# Texte présenté
——

5. Cependant, il résultait en l'espèce des pièces produites en première instance, et notamment du courrier explicatif adressé au secrétariat de la commission de médiation, que Mme A..., âgée alors de soixante-six ans et disant souffrir de douleurs articulaires handicapantes, a refusé le logement qui lui était proposé en avril 2017 aux motifs qu'il se situait au neuvième étage, que l'ascenseur était en panne lors de la visite et que ce problème lui avait été décrit comme récurrent par le gardien de l'immeuble. En se bornant à indiquer que ce logement disposait d'un ascenseur pour en déduire qu'il était adapté aux besoins et capacités de Mme A... et que son refus de ce logement lui avait fait perdre son droit à indemnisation, sans rechercher si, eu égard aux circonstances non démenties dont elle faisait état, elle avait justifié d'un motif impérieux pour en refuser l'attribution, de sorte que ce refus n'était pas de nature à lui faire perdre son droit à indemnisation, le tribunal administratif a commis une erreur de droit.

Sur le droit à indemnisation résultant de l'inexécution du jugement ordonnant le relogement :

6. Il appartenait en tout état de cause au préfet de Paris, préfet de la région d'Ile-de-France, afin d'exécuter le jugement du 18 juin 2018 du tribunal administratif de Paris ordonnant le relogement sous astreinte de Mme A..., d'adresser à celle-ci, postérieurement à ce jugement, une offre de logement adapté. Le tribunal administratif ne pouvait dès lors, sans entacher son jugement d'erreur de droit, refuser toute indemnisation au titre de la période postérieure au jugement du 18 juin 2018 ordonnant le relogement de l'intéressée.

7. Il résulte de ce qui précède que Mme A... n'est fondée à demander l'annulation du jugement attaqué qu'en tant qu'il exclut toute indemnisation pour la période postérieure au 26 avril 2017.

——

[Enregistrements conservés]
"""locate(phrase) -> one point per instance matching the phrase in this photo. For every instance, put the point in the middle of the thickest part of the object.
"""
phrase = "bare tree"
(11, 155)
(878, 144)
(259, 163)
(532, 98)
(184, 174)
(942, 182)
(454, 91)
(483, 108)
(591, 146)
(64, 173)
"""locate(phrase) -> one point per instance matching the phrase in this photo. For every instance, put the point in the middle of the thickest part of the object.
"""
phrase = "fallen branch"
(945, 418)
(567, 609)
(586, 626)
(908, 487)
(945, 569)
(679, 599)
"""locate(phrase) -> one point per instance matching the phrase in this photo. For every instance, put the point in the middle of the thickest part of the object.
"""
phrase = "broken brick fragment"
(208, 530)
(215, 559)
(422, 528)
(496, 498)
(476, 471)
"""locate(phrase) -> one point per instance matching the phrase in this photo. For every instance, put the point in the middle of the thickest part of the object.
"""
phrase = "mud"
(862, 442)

——

# Consignes de l'exercice
1. Recopiez le passage de la décision de justice qui s'ouvre sur les mots contenant « Sur le droit » et se termine par « relogement de l'intéressée. ».
2. Répétez ligne par ligne, sans rien changer, l'ensemble des enregistrements.

# Réponses finales
1.
Sur le droit à indemnisation résultant de l'inexécution du jugement ordonnant le relogement :

6. Il appartenait en tout état de cause au préfet de Paris, préfet de la région d'Ile-de-France, afin d'exécuter le jugement du 18 juin 2018 du tribunal administratif de Paris ordonnant le relogement sous astreinte de Mme A..., d'adresser à celle-ci, postérieurement à ce jugement, une offre de logement adapté. Le tribunal administratif ne pouvait dès lors, sans entacher son jugement d'erreur de droit, refuser toute indemnisation au titre de la période postérieure au jugement du 18 juin 2018 ordonnant le relogement de l'intéressée.

2.
"""locate(phrase) -> one point per instance matching the phrase in this photo. For every instance, put the point in the middle of the thickest part of the object.
"""
phrase = "bare tree"
(11, 155)
(878, 144)
(259, 163)
(532, 98)
(184, 174)
(942, 182)
(454, 91)
(483, 108)
(591, 146)
(64, 173)
"""locate(phrase) -> one point per instance matching the phrase in this photo. For every instance, put the point in the middle of the thickest part of the object.
"""
phrase = "fallen branch"
(945, 418)
(567, 609)
(586, 626)
(908, 487)
(945, 569)
(679, 599)
"""locate(phrase) -> one point per instance matching the phrase in this photo. For every instance, put the point in the middle of the thickest part of the object.
"""
phrase = "broken brick fragment"
(208, 530)
(215, 559)
(422, 528)
(496, 498)
(476, 471)
"""locate(phrase) -> one point per instance matching the phrase in this photo. For every instance, put the point in the middle of the thickest part of the object.
"""
phrase = "mud"
(862, 442)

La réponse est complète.